> _TASK 1_
Answer these questions from the piece on PR and journalists ghosting each other:
(a) Which company currently operates PR Newswire?
(b) What report will the latest survey form the basis of?
(c) In the story on email security suites, how many of the vendors contacted didn't respond?
> _TASK 2_
From the piece on PR and journalists ghosting each other, copy the stretch from "Some of you" through "didn’t even respond." word for word.

> _EXCERPT TO READ_

The latest skirmish in the PR/journalist fight: ghosting each other

Some of you might know about Cision as the company that currently operates PR Newswire (where vendors can post press releases). But they also maintain a database of press contacts with their beats and contact preferences. I have been on this list for decades, and periodically they ask me to update my data. Last week they asked me to participate in their latest survey that will form the basis of their “Global State of the Media” report. I gladly filled it out. One of the questions was: “What would make you block a PR person or put them on the “do not call” list?

Now, I sharpened my virtual pencil and got ready to dish. I have noticed a notable degradation in the quality of PR responses to my own queries. In a recent story for CSOonline on email security suites, four of the vendors (out of 13 initially contacted) didn’t even respond.

> _Photo-based referring expression data_
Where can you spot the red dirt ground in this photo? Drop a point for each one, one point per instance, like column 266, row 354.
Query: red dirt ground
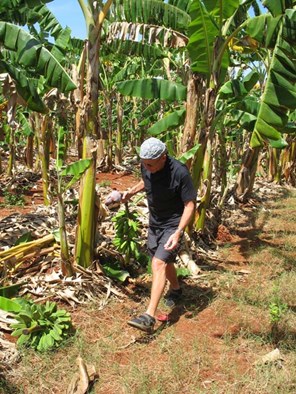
column 188, row 327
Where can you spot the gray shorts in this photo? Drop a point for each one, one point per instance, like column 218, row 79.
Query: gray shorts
column 157, row 237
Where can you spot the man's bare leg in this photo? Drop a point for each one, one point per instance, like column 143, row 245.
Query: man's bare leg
column 171, row 274
column 158, row 284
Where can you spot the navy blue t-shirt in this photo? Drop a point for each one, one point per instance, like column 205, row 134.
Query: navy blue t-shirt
column 167, row 190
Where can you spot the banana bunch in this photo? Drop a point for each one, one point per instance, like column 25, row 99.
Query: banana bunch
column 126, row 233
column 42, row 327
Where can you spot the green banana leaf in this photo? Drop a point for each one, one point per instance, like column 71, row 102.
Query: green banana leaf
column 236, row 88
column 76, row 169
column 174, row 119
column 118, row 274
column 132, row 48
column 278, row 7
column 278, row 144
column 31, row 54
column 153, row 89
column 189, row 154
column 27, row 88
column 152, row 12
column 202, row 34
column 152, row 108
column 279, row 95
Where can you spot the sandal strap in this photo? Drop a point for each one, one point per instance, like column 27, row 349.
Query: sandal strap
column 146, row 319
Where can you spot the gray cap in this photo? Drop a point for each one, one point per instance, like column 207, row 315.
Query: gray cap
column 152, row 149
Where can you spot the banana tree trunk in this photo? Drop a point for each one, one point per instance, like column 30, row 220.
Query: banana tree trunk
column 11, row 158
column 246, row 177
column 206, row 188
column 43, row 153
column 85, row 238
column 29, row 151
column 205, row 171
column 86, row 226
column 66, row 265
column 194, row 91
column 118, row 146
column 288, row 160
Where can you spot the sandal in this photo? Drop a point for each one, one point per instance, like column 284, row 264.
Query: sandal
column 143, row 322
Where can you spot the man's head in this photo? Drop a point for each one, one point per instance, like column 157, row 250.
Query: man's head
column 153, row 154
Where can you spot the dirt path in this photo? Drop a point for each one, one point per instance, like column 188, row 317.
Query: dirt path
column 216, row 336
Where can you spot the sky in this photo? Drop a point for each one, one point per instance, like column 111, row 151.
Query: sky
column 68, row 13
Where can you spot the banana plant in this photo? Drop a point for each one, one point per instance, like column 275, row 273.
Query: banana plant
column 276, row 32
column 42, row 327
column 75, row 170
column 94, row 14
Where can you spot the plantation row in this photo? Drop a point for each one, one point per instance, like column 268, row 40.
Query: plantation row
column 216, row 82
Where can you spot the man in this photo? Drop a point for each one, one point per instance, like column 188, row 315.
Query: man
column 171, row 200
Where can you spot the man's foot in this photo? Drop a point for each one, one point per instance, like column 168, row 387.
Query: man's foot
column 143, row 322
column 172, row 298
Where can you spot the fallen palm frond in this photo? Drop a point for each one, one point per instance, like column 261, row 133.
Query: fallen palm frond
column 83, row 379
column 19, row 253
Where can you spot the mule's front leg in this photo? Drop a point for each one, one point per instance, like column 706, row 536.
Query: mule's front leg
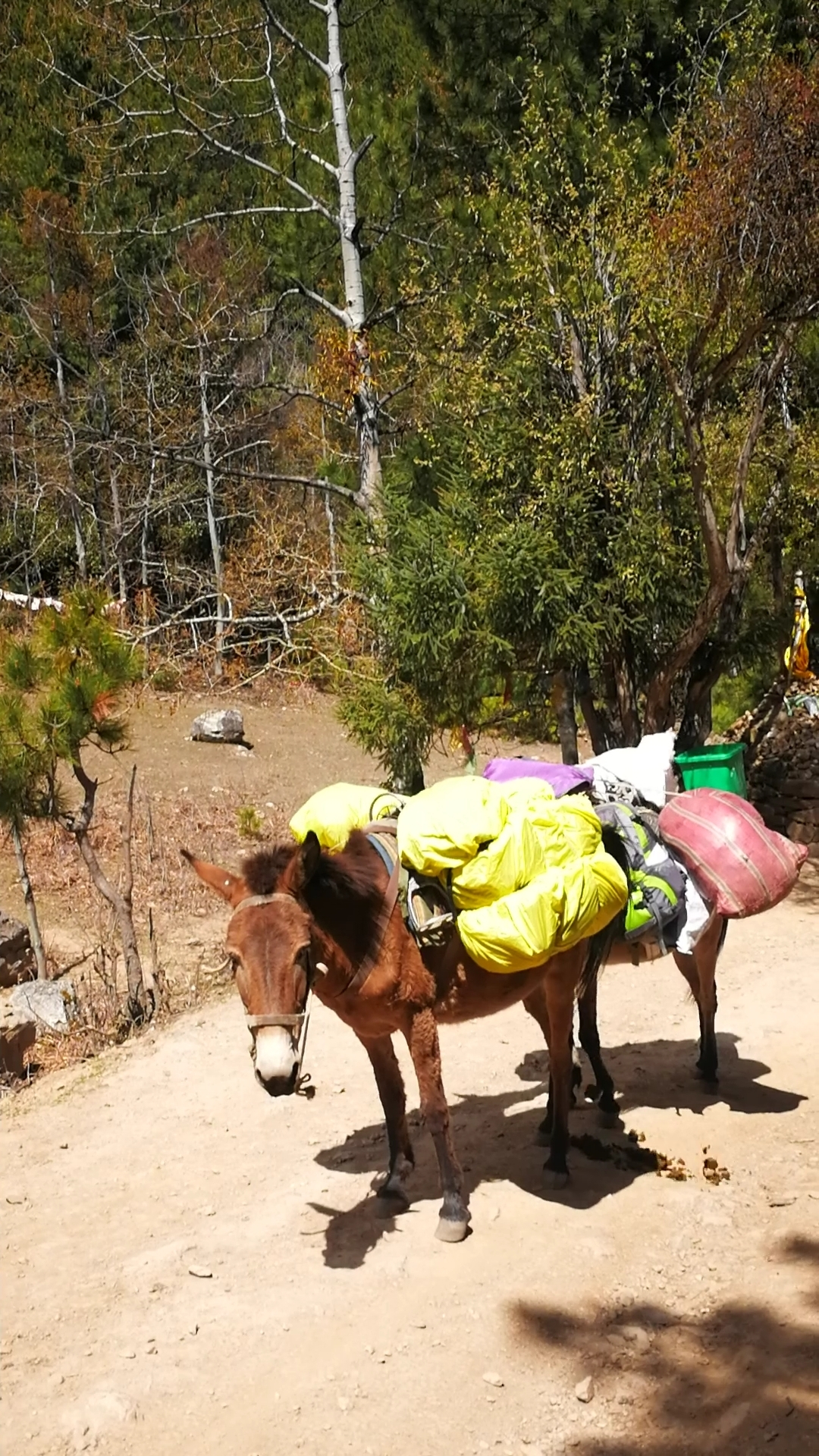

> _WRITTEN REPLY 1_
(a) Cision
(b) The "Global State of the Media" report
(c) Four of the 13 initially contacted

> _WRITTEN REPLY 2_
Some of you might know about Cision as the company that currently operates PR Newswire (where vendors can post press releases). But they also maintain a database of press contacts with their beats and contact preferences. I have been on this list for decades, and periodically they ask me to update my data. Last week they asked me to participate in their latest survey that will form the basis of their “Global State of the Media” report. I gladly filled it out. One of the questions was: “What would make you block a PR person or put them on the “do not call” list?

Now, I sharpened my virtual pencil and got ready to dish. I have noticed a notable degradation in the quality of PR responses to my own queries. In a recent story for CSOonline on email security suites, four of the vendors (out of 13 initially contacted) didn’t even respond.